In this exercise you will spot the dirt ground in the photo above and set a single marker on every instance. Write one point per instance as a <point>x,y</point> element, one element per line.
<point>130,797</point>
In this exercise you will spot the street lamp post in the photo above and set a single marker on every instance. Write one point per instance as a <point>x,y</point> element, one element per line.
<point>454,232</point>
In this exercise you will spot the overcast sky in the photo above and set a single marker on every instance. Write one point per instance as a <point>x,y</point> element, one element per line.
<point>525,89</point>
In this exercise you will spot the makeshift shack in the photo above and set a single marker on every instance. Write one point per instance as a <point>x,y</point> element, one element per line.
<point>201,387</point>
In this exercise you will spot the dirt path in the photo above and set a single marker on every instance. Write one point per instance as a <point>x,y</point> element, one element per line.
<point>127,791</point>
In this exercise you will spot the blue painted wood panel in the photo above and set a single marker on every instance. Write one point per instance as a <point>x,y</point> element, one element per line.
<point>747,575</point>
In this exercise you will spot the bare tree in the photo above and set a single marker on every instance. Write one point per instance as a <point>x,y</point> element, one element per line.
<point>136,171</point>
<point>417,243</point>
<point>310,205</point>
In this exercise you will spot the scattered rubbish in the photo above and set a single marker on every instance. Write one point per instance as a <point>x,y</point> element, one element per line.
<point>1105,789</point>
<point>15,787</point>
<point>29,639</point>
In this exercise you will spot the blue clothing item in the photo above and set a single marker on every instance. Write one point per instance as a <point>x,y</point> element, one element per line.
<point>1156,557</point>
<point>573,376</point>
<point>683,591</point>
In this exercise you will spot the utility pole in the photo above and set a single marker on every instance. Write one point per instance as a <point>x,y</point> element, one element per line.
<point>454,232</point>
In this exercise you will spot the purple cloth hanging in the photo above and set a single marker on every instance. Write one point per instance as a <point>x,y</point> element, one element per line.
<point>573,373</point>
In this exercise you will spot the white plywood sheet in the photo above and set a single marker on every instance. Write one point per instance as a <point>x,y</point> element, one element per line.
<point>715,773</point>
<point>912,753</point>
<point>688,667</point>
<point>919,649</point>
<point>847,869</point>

━━━━━━━━━━━━━━━━━━━━

Recast every line of the records above as a numbered list, omitting blank lines.

1. In this exercise you will spot the dirt ground in the photo above and set a single marker on every instance. Write one point per instance as a <point>x,y</point> element, one element per line.
2. <point>130,797</point>
3. In this exercise you will spot the street lamp post in the photo above and set a single marker on every instance. Write one point per instance as a <point>x,y</point> element, one element per line.
4. <point>454,232</point>
5. In this exercise you will spot the overcast sky in the photo above and set a single marker on every instance. Write one point per instance as a <point>x,y</point> element, one element per line.
6. <point>525,89</point>
7. In this exercise you will spot the makeshift shack in the photo above and set a single marker on every instance. Write one point per instance as a <point>x,y</point> element, one element per line.
8. <point>201,387</point>
9. In this exercise you will spot the dirt path in the photo above and set a single marker on every instance. Write one point per instance as a <point>x,y</point> element, one element per line.
10. <point>127,791</point>
11. In this exercise you will spot the blue painted wood panel in the photo above and set a single marker on every instance. Write one point per instance as a <point>x,y</point> element, one element per line.
12. <point>747,575</point>
13. In this exercise you will spot the bare tree in the photo above and set a single marker on every instance. Write one point per instance as a <point>x,y</point> element, one element per line.
14. <point>136,171</point>
15. <point>417,243</point>
16. <point>310,205</point>
17. In this exercise you will spot the scattered rubbish in the photo above and set a single marker on every instance. Write one point per instance as a <point>x,y</point> element, one element per line.
18. <point>1105,789</point>
19. <point>15,787</point>
20. <point>29,639</point>
21. In this exercise you will spot the blue clothing item in the photo above and set a single marker on every instance. Write one point per instance as a <point>x,y</point> element, one element per line.
22. <point>1156,557</point>
23. <point>573,376</point>
24. <point>683,591</point>
25. In this exercise you will spot the utility pole in the photo above and set a single marker on every instance. Write one point per instance as a <point>x,y</point> element, one element per line.
26. <point>454,232</point>
27. In this exercise you will spot the purple cloth hanging in the photo above and set a single marker on every instance. Write one point per instance as a <point>x,y</point> element, one element per line.
28. <point>573,373</point>
29. In this exercise you will spot the white plywood sheet in the photo above and set a single marker on every instance. Write one point per instance as a <point>x,y</point> element, one element per line.
30. <point>715,773</point>
31. <point>912,753</point>
32. <point>688,667</point>
33. <point>919,649</point>
34. <point>847,869</point>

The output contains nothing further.